Task to carry out: Beginning with the first line of the entries below, quote each line until you reach and include the line with "phrase -- man's eyeglasses".

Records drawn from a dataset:
┄┄┄┄┄┄

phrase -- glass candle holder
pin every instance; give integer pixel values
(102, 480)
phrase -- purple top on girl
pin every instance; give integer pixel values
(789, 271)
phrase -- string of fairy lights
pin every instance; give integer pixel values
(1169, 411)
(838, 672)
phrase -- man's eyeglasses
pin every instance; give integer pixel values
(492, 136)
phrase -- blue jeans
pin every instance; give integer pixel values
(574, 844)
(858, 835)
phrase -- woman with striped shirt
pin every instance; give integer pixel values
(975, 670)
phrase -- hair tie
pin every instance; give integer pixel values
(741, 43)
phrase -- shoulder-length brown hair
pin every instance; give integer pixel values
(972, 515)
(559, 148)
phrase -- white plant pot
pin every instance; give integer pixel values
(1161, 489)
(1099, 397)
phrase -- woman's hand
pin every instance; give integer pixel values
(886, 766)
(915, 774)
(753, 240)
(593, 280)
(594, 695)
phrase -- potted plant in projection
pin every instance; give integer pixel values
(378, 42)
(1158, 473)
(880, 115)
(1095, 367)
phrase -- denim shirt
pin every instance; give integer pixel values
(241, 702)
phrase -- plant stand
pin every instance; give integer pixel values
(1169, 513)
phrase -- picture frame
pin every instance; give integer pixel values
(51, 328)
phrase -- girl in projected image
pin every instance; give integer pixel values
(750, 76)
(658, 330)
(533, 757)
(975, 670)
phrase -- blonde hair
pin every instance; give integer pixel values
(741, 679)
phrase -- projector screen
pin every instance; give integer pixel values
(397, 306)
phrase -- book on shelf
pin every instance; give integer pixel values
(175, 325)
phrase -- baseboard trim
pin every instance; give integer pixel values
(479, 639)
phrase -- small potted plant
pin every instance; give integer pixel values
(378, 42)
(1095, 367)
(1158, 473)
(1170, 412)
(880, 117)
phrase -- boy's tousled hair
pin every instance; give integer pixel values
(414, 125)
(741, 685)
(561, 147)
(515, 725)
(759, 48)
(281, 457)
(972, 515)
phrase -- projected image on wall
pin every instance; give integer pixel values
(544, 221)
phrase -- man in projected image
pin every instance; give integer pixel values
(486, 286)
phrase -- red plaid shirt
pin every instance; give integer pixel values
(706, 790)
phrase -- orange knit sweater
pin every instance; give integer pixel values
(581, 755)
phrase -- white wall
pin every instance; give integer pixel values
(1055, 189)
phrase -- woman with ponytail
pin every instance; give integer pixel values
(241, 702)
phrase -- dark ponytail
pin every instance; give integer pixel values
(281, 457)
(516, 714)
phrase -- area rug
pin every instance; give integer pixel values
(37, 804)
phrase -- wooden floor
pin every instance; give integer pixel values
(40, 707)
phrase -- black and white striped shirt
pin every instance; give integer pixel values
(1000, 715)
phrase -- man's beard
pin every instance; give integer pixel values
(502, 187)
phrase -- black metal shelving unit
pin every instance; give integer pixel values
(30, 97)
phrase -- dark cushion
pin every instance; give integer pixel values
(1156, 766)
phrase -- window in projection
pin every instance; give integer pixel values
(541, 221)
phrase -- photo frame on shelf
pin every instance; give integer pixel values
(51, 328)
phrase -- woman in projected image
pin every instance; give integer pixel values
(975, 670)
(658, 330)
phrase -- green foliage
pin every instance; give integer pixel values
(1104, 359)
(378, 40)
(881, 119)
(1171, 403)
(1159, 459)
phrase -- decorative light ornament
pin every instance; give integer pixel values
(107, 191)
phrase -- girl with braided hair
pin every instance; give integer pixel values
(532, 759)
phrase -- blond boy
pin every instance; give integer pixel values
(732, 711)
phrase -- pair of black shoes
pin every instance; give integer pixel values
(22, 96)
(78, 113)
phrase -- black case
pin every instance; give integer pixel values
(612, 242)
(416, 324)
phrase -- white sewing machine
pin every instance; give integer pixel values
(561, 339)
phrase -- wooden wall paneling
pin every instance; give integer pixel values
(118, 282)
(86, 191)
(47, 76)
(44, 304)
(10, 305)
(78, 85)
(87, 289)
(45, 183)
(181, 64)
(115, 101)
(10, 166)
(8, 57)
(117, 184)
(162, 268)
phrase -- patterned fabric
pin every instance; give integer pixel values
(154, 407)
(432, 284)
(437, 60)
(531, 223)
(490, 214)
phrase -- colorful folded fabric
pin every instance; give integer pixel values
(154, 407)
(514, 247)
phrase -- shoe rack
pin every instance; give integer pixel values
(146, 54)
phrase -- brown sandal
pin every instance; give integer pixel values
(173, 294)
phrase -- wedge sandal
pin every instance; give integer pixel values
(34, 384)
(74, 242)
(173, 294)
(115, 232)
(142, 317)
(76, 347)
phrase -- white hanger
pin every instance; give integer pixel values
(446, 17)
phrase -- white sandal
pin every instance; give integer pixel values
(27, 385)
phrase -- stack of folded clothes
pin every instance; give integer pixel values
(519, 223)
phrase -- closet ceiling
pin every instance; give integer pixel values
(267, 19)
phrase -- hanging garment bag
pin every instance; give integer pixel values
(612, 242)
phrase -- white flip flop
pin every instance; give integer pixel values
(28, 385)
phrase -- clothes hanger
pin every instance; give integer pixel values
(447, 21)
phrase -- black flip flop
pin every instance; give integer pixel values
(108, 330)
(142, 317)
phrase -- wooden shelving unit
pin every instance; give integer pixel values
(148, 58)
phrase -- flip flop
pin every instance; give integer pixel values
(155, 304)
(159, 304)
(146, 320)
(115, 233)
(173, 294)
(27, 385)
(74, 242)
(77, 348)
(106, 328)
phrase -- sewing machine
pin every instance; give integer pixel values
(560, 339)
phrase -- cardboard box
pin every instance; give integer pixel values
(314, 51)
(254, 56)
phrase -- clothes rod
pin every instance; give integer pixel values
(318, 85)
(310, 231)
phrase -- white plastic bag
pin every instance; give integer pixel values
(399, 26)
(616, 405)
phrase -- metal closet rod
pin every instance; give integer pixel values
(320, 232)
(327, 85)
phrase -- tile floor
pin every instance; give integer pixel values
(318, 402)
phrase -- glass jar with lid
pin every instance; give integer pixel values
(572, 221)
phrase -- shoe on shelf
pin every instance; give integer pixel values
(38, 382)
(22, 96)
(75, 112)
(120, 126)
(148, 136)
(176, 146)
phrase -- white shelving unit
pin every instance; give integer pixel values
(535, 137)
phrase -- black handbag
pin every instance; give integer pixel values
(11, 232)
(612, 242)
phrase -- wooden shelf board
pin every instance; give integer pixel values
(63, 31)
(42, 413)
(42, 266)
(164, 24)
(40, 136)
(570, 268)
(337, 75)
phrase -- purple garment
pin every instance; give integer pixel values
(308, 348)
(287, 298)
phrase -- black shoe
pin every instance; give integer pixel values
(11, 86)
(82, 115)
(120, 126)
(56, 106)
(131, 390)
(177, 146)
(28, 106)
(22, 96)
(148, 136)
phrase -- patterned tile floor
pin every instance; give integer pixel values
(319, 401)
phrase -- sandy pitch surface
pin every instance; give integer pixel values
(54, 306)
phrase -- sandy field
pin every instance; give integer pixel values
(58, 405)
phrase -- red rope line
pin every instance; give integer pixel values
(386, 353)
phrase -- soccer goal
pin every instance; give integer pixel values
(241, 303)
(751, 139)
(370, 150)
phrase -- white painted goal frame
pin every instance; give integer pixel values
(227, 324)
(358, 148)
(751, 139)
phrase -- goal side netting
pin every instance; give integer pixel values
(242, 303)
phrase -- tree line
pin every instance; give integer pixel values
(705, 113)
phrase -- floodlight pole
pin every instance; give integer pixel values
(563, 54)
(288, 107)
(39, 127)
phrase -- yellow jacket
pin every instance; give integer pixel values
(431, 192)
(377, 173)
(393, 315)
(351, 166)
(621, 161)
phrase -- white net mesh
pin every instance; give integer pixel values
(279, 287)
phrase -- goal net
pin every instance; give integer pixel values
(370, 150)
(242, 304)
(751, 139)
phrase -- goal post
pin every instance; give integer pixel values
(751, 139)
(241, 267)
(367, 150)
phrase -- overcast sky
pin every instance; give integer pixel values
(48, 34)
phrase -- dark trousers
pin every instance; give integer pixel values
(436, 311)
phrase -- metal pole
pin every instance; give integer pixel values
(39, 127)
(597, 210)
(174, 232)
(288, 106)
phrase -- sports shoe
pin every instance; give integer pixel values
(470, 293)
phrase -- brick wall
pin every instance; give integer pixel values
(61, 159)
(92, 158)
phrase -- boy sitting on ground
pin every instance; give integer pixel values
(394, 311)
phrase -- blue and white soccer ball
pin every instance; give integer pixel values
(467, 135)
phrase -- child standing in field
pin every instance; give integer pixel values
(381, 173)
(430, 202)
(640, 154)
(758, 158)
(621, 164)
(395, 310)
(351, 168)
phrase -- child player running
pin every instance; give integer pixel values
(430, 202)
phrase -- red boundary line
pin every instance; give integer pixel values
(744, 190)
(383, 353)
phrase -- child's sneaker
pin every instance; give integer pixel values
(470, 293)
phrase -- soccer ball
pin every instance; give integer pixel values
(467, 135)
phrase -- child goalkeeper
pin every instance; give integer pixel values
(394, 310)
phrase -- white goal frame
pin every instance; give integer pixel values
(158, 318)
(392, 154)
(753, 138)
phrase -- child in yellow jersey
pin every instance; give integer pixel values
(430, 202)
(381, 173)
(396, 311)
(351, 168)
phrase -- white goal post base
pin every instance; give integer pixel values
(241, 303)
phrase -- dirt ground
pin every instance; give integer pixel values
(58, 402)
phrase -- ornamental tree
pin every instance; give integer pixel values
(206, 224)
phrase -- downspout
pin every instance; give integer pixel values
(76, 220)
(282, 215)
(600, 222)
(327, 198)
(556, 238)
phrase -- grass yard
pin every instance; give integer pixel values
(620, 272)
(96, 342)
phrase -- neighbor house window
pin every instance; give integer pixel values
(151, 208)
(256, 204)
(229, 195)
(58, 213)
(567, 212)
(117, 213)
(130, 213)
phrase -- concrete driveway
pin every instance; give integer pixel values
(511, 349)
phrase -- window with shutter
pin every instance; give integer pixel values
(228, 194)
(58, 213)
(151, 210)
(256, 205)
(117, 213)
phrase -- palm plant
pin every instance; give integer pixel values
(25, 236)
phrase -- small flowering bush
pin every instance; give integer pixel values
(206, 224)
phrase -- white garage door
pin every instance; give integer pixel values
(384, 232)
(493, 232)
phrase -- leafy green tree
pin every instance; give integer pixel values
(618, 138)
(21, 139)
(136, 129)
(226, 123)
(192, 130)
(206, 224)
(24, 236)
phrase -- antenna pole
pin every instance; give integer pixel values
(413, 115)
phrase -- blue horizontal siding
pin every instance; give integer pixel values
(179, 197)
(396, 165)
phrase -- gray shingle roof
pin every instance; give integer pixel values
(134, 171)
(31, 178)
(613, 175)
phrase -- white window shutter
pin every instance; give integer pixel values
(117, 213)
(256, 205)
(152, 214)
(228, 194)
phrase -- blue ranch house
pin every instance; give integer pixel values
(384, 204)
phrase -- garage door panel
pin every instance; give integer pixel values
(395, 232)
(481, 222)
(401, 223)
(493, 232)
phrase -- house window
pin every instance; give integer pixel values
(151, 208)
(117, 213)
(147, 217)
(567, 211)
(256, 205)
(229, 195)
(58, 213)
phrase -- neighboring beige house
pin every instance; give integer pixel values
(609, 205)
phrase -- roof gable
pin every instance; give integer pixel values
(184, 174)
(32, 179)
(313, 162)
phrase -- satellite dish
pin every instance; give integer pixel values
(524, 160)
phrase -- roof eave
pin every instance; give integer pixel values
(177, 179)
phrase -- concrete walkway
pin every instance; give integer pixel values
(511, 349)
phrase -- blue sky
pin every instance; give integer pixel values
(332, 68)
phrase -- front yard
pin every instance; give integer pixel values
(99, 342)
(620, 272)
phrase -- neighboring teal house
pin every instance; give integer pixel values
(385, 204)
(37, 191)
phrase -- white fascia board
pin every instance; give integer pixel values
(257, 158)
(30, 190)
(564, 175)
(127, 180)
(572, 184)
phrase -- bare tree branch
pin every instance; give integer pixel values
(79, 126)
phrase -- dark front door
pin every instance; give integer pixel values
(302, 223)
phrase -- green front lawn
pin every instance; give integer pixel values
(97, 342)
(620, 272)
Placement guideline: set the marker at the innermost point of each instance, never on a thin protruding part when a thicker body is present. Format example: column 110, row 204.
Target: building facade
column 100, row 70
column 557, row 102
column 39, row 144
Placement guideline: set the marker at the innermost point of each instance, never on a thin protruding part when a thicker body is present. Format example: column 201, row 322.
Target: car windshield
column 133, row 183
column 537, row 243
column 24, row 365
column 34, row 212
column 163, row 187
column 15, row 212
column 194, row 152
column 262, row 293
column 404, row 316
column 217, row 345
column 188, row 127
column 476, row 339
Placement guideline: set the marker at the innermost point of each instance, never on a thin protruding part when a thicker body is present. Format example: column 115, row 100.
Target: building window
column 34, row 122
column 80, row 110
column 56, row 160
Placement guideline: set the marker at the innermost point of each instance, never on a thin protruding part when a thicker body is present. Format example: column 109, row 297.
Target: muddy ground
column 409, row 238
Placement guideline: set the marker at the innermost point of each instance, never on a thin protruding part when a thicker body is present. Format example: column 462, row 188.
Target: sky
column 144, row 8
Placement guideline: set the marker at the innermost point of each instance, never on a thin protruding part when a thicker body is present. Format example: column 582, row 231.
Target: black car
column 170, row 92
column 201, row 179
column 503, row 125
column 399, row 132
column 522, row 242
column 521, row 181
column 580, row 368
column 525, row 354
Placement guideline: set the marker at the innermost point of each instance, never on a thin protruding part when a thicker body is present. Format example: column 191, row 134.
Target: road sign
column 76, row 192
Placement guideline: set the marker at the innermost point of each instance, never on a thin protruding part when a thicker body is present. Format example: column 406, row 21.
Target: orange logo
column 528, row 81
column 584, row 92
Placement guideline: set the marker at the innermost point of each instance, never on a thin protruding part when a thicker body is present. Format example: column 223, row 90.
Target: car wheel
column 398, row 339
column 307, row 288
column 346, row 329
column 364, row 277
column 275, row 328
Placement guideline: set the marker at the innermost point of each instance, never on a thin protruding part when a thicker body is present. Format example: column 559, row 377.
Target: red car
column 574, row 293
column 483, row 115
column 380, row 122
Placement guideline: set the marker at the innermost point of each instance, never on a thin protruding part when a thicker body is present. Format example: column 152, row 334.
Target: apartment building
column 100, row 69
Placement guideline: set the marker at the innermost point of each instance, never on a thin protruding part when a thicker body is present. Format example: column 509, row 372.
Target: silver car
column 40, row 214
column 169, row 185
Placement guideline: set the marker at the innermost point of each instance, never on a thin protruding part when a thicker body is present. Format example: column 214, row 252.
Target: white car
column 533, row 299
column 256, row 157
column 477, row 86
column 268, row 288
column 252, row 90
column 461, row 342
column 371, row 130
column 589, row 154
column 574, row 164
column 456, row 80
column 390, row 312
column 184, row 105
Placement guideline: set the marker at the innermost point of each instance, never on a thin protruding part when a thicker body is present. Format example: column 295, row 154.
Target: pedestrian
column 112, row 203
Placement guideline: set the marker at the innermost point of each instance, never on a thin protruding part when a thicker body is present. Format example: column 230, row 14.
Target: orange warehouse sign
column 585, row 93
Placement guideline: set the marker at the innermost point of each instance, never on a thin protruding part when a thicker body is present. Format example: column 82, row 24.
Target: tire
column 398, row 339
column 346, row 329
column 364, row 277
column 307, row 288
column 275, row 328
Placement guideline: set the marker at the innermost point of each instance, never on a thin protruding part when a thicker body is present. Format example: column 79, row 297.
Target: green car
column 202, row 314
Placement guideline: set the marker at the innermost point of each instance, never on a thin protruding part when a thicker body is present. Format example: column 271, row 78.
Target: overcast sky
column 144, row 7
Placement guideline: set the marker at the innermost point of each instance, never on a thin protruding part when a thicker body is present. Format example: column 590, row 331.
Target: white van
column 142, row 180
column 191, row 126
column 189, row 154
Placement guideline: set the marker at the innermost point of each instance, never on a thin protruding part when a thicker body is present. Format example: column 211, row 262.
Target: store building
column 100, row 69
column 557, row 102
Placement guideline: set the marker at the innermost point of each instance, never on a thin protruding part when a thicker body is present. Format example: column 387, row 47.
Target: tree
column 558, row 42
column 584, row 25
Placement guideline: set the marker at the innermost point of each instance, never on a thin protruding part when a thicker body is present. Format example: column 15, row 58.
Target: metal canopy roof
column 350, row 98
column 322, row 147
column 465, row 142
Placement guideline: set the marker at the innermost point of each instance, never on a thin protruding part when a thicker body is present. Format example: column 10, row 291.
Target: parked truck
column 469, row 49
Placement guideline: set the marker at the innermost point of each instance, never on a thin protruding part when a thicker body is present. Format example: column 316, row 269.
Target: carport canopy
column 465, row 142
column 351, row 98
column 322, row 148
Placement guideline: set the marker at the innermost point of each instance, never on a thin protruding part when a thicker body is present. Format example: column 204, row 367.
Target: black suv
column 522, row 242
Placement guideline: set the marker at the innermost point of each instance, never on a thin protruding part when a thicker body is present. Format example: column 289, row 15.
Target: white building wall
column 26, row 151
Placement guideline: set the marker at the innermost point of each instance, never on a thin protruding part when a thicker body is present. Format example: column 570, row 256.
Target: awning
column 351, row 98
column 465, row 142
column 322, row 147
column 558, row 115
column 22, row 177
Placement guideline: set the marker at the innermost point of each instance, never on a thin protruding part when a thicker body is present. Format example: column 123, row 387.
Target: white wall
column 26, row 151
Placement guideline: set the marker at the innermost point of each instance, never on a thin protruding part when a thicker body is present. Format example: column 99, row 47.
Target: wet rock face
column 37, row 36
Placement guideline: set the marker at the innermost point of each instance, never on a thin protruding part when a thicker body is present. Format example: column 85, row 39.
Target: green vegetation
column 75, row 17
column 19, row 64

┄┄┄┄┄┄

Answer below:
phrase -- glass candle holder
pin every instance; give integer pixel values
(102, 480)
phrase -- purple top on girl
pin every instance; give integer pixel values
(789, 271)
phrase -- string of fairy lights
pin every instance; give integer pixel values
(1169, 411)
(838, 672)
phrase -- man's eyeglasses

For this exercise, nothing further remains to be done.